Aim of the exercise – Would you reproduce the whole listing exactly, minus its images?
______________________________
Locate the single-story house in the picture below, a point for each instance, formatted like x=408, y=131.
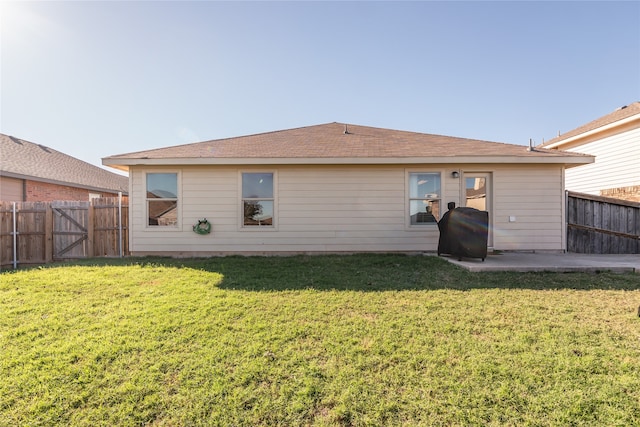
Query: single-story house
x=34, y=173
x=614, y=140
x=339, y=188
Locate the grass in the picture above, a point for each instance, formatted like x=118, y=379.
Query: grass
x=324, y=341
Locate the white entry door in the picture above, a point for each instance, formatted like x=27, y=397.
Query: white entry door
x=477, y=194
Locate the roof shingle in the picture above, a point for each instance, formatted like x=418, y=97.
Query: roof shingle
x=335, y=141
x=26, y=160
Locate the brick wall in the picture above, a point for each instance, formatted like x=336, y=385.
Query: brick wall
x=45, y=192
x=631, y=194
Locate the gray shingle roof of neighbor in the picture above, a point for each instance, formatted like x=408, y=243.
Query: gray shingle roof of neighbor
x=336, y=141
x=617, y=115
x=27, y=160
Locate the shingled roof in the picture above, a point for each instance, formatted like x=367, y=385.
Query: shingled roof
x=342, y=143
x=26, y=160
x=619, y=115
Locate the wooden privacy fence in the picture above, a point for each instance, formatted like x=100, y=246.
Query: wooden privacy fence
x=601, y=225
x=42, y=232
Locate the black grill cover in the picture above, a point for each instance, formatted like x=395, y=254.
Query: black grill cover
x=464, y=233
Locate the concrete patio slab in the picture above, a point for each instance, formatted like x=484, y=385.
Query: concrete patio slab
x=554, y=262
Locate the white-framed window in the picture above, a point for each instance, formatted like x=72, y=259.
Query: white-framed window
x=161, y=189
x=425, y=195
x=258, y=199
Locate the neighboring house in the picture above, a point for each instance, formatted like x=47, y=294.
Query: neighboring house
x=34, y=173
x=340, y=188
x=614, y=140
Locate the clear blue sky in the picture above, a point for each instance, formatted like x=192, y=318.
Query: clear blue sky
x=93, y=79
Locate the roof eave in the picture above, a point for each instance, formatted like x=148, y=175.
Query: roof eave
x=124, y=163
x=561, y=142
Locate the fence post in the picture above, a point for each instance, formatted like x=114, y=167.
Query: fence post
x=120, y=245
x=15, y=238
x=91, y=229
x=48, y=233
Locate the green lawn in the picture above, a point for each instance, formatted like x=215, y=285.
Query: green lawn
x=328, y=340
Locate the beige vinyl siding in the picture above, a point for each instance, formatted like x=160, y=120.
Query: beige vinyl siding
x=616, y=164
x=534, y=196
x=357, y=208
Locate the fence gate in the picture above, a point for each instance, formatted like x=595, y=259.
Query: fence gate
x=70, y=230
x=601, y=225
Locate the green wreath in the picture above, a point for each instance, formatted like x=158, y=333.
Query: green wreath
x=203, y=227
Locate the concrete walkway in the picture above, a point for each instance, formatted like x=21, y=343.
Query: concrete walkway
x=556, y=262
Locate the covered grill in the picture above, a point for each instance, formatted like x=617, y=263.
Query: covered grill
x=464, y=233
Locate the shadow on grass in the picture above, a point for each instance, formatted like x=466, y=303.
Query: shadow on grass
x=368, y=272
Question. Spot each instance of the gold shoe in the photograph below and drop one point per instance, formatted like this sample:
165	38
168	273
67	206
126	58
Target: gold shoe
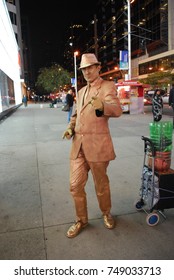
75	229
109	221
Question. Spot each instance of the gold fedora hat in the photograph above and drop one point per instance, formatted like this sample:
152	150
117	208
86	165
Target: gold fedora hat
88	59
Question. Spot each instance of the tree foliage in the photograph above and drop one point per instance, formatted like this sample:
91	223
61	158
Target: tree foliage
52	78
159	79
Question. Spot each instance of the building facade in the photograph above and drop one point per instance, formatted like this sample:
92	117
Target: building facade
10	63
151	36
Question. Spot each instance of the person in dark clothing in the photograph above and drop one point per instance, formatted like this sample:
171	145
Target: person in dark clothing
171	100
70	102
157	106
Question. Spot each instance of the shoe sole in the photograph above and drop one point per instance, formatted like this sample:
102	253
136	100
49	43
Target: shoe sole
72	236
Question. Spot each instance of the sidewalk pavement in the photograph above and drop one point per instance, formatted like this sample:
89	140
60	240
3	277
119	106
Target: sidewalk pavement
36	208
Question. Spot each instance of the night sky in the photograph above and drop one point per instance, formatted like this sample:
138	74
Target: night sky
48	22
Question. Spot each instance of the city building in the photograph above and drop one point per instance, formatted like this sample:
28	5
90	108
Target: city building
147	28
11	71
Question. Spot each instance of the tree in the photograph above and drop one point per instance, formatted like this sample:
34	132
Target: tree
159	79
52	78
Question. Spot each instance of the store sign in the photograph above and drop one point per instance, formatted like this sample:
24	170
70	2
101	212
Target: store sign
123	60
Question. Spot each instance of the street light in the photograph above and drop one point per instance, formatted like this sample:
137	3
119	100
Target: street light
129	38
129	2
75	70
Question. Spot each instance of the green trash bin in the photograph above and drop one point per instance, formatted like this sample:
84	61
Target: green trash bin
161	135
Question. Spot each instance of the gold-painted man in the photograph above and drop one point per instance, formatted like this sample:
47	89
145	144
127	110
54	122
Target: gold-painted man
92	146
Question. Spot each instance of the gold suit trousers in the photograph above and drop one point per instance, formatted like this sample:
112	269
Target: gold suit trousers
79	169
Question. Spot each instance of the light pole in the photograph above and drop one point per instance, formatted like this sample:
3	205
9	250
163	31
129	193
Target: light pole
75	70
129	38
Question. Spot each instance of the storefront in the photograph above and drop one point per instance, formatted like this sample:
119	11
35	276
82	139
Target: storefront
131	95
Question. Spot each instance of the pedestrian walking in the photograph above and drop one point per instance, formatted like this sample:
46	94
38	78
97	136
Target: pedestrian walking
25	100
92	148
157	106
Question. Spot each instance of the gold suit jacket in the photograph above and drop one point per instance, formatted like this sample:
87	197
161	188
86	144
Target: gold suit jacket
92	132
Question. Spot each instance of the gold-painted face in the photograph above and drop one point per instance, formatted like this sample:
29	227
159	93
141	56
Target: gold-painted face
______________________________
Task response –
Locate the single-story house in the picture below, a point for each instance, formatted like x=408, y=131.
Query: single-story house
x=34, y=173
x=614, y=140
x=339, y=188
Locate the grass in the picture above, a point for each instance, formatted like x=118, y=379.
Query: grass
x=324, y=341
Locate the white entry door in the picture above, a point for each instance, formatted like x=27, y=397.
Query: white entry door
x=477, y=194
Locate the roof shingle in the picture above, a point for each instance, formatted like x=418, y=97.
Query: roof shingle
x=335, y=141
x=26, y=160
Locate the brick wall in the picture above, a point for each instance, formatted like x=336, y=385.
Query: brick wall
x=45, y=192
x=631, y=194
Locate the gray shingle roof of neighbor in the picture above, a point for each instance, formatted like x=408, y=243.
Query: gray shingle roof of neighbor
x=336, y=141
x=617, y=115
x=27, y=160
Locate the shingled roof in the picture above, a point for each instance, formatted like x=367, y=385.
Query: shingled roof
x=342, y=143
x=26, y=160
x=619, y=115
Locate the wooden privacy fence in the picture above, a point for each instance, formatted like x=100, y=246.
Query: wooden privacy fence
x=601, y=225
x=42, y=232
Locate the black grill cover in the picture above, a point for each instance, formatted like x=395, y=254.
Query: black grill cover
x=464, y=233
Locate the concrete patio slab in the picture above, a point for each instance, formatted like x=484, y=385.
Query: concrete patio slab
x=554, y=262
Locate the white-framed window in the picture above, a point for each instance, formatted like x=72, y=259.
Query: white-framed window
x=161, y=189
x=425, y=195
x=258, y=199
Locate the neighboring house in the picture above, a point for each instance, formatted like x=47, y=294.
Query: neighboring house
x=34, y=173
x=340, y=188
x=614, y=140
Locate the clear blue sky in the picture above, a point for each instance, formatted like x=192, y=318.
Query: clear blue sky
x=93, y=79
Locate the roof eave in the picture above, a point for each instance, formatted like x=148, y=175.
Query: roof eave
x=124, y=163
x=561, y=142
Locate the fence post in the picture above, a point for each instance, formatted like x=114, y=167.
Query: fence post
x=120, y=245
x=15, y=238
x=91, y=229
x=48, y=233
Locate the green lawn in the picture above, a point for each instance, formatted like x=215, y=285.
Query: green lawn
x=328, y=340
Locate the beige vinyl siding in the picture above, a point for each instance, formatted like x=160, y=120.
Query: beige vinyl siding
x=616, y=164
x=534, y=196
x=357, y=208
Locate the fence gate in the picture above, a point for each instance, formatted like x=595, y=259.
Query: fence gate
x=70, y=230
x=601, y=225
Locate the green wreath in the picture above, a point for each instance, formatted like x=158, y=333.
Query: green wreath
x=203, y=227
Locate the concrete walkway in the picture above, a point for each instance, formatted like x=21, y=343.
Query: concrete walkway
x=556, y=262
Locate the covered grill in the picture above, a point for each instance, formatted like x=617, y=263.
Query: covered grill
x=464, y=233
Locate the shadow on grass in the picture above, a point for each instance, formatted like x=466, y=303.
Query: shadow on grass
x=368, y=272
Question. Spot each instance of the gold shoe in the photograph below and drop one point per instance, formatted like this sample:
165	38
168	273
67	206
126	58
Target: gold shoe
75	229
109	221
Question. Spot each instance of the gold fedora hat in the photograph above and drop one point per instance, formatted like this sample:
152	150
117	208
86	165
Target: gold fedora hat
88	59
Question. Spot each instance of the tree foliage in the photograph above and drop one point per instance, formatted like this sample:
91	223
61	158
Target: tree foliage
52	78
159	79
Question. Spot each instance of the building facade in the photograph above and drop one point per instance, formatted like this sample:
92	117
Target: building facade
10	63
151	36
Question. Spot each instance of the person in dark clothing in the photograph above and drop one point per instance, formatted like this sample:
171	145
Target: person in dark clothing
171	100
70	102
157	106
Question. Spot each instance of the shoe sole in the photograph above and drop one point per instance, formatted like this sample:
102	253
136	100
49	43
Target: shoe sole
72	236
Question. Spot each instance of the sidewalk pavement in the photograph above and drop one point per instance, formatted like this sample:
89	140
60	240
3	277
119	106
Target: sidewalk pavement
36	208
Question. Spot each instance of the night sky in the photograph above and drop one point per instance, formatted like this sample:
138	74
Target: night sky
48	22
Question. Spot each instance of the city building in the photograph above and drop one point per instance, formatted like this sample:
28	5
90	108
Target: city building
147	28
11	71
Question. Spot each instance of the tree in the photograph above and drop one point per instance, formatted like this sample:
34	132
Target: tree
159	79
52	78
Question. Spot each instance of the store sign in the photograph above and drop one point per instance, formatted like this sample:
24	170
70	2
101	212
Target: store sign
123	60
Question. Spot each instance of the street light in the photograph above and drop one point per instance, formatted like this sample:
137	3
119	100
Target: street light
129	38
129	2
75	70
Question. Spot each instance of the green trash bin in the photograph above and drop one point per instance, formatted like this sample:
84	61
Target: green trash bin
161	135
Question. Spot each instance of the gold-painted man in the photograph above and drop one point per instance, formatted like this sample:
47	89
145	144
127	110
54	122
Target: gold-painted man
92	146
Question. Spot each instance of the gold suit trousers in the photograph above and drop one point per instance, formatted like this sample:
112	269
Target: gold suit trousers
79	169
Question. Spot each instance of the light pole in the photograph above and drop one point per instance, formatted like this sample:
3	205
9	250
163	31
129	193
Target: light pole
75	70
129	38
Question. Spot each instance of the storefront in the photograph above and drop one point per instance, formatted like this sample:
119	11
35	276
82	139
Target: storefront
131	95
Question. Spot each instance of the pedestrian walking in the photograph above and drop one point per instance, formatted like this sample:
46	94
38	78
97	136
Target: pedestrian walking
25	100
92	148
157	106
Question. Spot each instance of the gold suit jacket in the photograph above and drop one point per instance, formatted like this sample:
87	197
161	188
86	144
Target: gold suit jacket
92	132
Question. Spot each instance of the gold-painted face in the photograph above and drop one point per instance, formatted like this sample:
29	227
159	93
141	56
Target: gold-painted face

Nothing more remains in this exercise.